TASK TO COMPLETE:
Copy the data exactly as it appears, and do not include any pictures.

Point-based annotation data:
------------

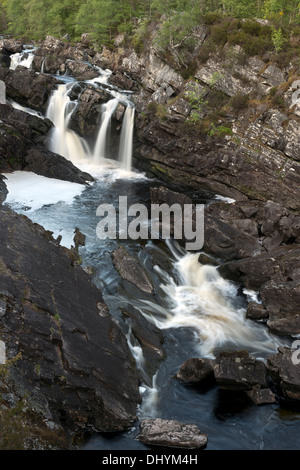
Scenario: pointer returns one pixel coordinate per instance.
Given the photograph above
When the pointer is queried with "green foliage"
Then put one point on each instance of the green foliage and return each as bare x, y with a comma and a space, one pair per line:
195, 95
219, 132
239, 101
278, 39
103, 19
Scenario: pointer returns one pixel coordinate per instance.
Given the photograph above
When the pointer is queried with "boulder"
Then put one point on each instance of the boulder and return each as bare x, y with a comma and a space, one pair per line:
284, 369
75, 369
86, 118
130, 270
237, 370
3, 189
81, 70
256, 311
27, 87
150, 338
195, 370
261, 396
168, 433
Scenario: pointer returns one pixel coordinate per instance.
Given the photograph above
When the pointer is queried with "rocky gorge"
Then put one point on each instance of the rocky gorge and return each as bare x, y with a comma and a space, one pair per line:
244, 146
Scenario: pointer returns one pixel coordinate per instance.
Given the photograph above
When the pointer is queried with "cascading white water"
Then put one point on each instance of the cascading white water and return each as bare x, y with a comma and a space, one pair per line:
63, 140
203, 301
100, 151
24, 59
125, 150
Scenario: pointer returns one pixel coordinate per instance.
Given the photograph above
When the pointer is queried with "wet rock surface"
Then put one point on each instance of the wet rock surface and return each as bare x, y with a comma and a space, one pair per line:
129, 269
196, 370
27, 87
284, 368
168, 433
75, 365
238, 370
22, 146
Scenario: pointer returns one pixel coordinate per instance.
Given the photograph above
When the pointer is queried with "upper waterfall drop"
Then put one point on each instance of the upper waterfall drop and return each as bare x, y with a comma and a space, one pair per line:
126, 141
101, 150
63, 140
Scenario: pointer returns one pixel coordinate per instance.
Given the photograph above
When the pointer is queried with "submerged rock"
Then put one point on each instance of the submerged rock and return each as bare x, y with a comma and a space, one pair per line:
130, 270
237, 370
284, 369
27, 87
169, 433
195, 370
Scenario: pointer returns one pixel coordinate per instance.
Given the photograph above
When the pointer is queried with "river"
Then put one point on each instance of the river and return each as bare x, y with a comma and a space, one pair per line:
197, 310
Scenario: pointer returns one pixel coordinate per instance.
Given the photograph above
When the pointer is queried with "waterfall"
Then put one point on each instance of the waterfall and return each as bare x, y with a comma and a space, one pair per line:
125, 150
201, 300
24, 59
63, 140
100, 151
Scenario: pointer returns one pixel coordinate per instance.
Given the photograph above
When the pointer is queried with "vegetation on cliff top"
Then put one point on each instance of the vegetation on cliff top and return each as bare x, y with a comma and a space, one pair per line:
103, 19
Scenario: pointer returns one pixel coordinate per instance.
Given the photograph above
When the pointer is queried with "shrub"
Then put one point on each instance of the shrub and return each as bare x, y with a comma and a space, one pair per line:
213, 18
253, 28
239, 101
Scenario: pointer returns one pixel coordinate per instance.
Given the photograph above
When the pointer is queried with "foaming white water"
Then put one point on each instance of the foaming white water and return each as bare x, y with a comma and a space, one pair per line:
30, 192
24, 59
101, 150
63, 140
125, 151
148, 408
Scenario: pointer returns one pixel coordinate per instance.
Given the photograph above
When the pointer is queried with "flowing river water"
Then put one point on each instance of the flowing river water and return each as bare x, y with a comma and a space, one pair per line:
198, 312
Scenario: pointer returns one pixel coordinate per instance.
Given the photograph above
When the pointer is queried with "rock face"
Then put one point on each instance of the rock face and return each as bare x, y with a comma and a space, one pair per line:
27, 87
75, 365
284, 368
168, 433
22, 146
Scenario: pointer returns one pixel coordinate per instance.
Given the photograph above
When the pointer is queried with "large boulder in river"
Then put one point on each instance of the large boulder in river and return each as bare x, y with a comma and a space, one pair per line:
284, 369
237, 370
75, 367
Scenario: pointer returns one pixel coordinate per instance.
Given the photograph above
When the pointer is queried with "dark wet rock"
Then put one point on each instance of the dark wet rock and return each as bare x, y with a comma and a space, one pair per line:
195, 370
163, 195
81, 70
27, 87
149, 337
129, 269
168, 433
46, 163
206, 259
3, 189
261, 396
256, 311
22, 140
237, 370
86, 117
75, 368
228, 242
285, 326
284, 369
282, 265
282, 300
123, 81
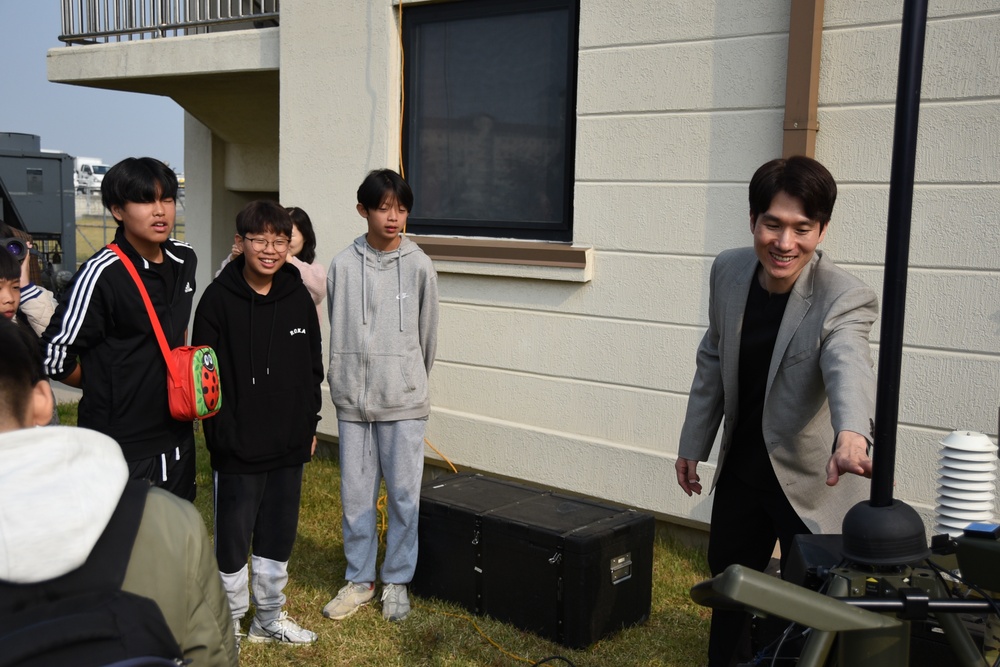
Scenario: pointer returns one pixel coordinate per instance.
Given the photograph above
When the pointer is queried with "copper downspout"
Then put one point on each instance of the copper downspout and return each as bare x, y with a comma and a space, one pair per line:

------------

RESPONSE:
Scenario: pointer returns one pixel coordinate per instance.
Given the photograph above
When the pointer is queried with "green foliage"
Then put one point on each instance of the green foliage and return each as bare x, y with a comma and a space, one pair per line:
195, 95
219, 132
239, 101
278, 39
103, 19
Scenario: pointer returns one pixel coordinate per instance.
Given the photograph above
When the pointer is queried with "boulder"
Then put one point on each instance of the boulder and return each as bare x, y with a comma and a space, one pair per line:
284, 369
75, 369
86, 118
130, 270
237, 370
3, 189
81, 70
256, 311
27, 87
150, 338
195, 370
261, 396
168, 433
Scenario: pointer returns one pixel coordinate per instance.
Given the photograph above
When the pointer is queried with "rocky gorge"
Then put one point on each instance of the rocky gorge and return each as bare x, y with a comma and a space, one pair per line:
244, 146
Scenario: pointer returns one pixel coordinate per instance.
Given the photograph above
When the pointer is queried with "cascading white water"
Then put one point on each instance of the cascading white water and return each as bare x, y with a comma and a space, one pair per line:
63, 140
203, 301
100, 151
24, 59
125, 150
Scenario: pointer returns one pixel coordinate per instance.
Given the photograph above
When the pointer is queried with "wet rock surface"
Then put one point on each instance of the wet rock surface and return each as bare x, y with a comma and a space, one pair per line:
129, 269
196, 370
27, 87
284, 368
168, 433
75, 365
238, 370
22, 146
Scenario: pointer returns one pixel coordinate per instance.
Given the photograph above
When the pointer is queried with "upper waterfall drop"
Then put one point on each instance of the upper waterfall drop and return each as bare x, y with a comma and a space, one pair per line:
126, 141
101, 150
63, 140
Scenario: pointer returns one pixel coordinate per instance.
Given the photograph above
When the pointer is queried with "submerged rock"
Then put one point on each instance of the submerged rock and return each as bare x, y with a comma and a space, one pair per line:
130, 270
237, 370
284, 369
27, 87
169, 433
195, 370
Scenario: pointer returns one pixel coordinate per instance.
Given the photograph above
When the pointer is queried with "river"
Then put one point on each instance of the river and return each as bare x, y with a comma and a space, one pair per line:
197, 310
Scenario: pointer returns one pixel coordinate per instance.
Given the photograph above
When the pointer is queried with "waterfall"
Then put one point on each instance of the waterfall and return each as bare x, y with a comma and a space, one pair per line:
125, 150
201, 300
24, 59
63, 140
100, 151
Scenario: pointer returns one pixel coordinate per instance.
Given the photograph above
When the pointer is queried with "vegetation on cliff top"
Then put one point on each instance of the vegetation on cliff top and return each as bare x, y with a comma and a space, one pair per line:
103, 19
Scenario: pointer returns one pixel coordinate per instance.
Given the photograph above
When the pointer is queried with "shrub"
Then put one point on each instance of the shrub and return each as bare x, y with a comma and a space, one pair per line:
213, 18
253, 28
239, 101
Scenario: pointer returns one pixel coordinate per instance.
Given the photograph above
When the pointer is queried with "foaming white water"
Then put one point on each instance of the foaming white water and return each as bare x, y with a comma and a space, one pair per line:
30, 192
24, 59
101, 150
63, 140
125, 151
148, 408
Scenario: pointer returns one pixel coordinate per instance.
Given the photograph above
When the pointer is queried with "flowing river water"
Then put one point on each instance of the flowing river water and return each as bare x, y with a comma and a space, one pair per line:
198, 312
Scenario: pointer returns one pixel coordinate per instance.
Given the photograph above
When the pointer is queried with "rock face"
Then put one point on each instance of the rock face and return each as bare x, y with a comma and a space, one pair per line:
27, 87
75, 365
284, 368
168, 433
22, 146
Scenario: pointer returns one pixel coordinate per instance.
Given the photograph above
When the pointer is queried with "large boulder in river"
Then put one point on each instance of the large boulder in river and return each as bare x, y with a comma and a space, one pair per line:
284, 369
237, 370
75, 367
Scenario: pointer returns one pixel coordinate per instance.
Given the photograph above
When the pointer is queried with "dark wet rock"
Then put one point on each instance of the dark wet rock and return each as bare x, y with a comma and a space, one pair per line:
195, 370
163, 195
81, 70
27, 87
149, 337
129, 269
168, 433
46, 163
206, 259
3, 189
261, 396
256, 311
22, 140
237, 370
86, 117
75, 368
228, 242
285, 326
284, 369
282, 265
282, 300
123, 81
Scenario: pointer returns one pixel coordinate per instance.
Given the photograph above
When the pointer is queried with "copper downspout"
Then put one point on each instance of the copper downspout and return each as bare x, y with a comma and a space, one pair per line:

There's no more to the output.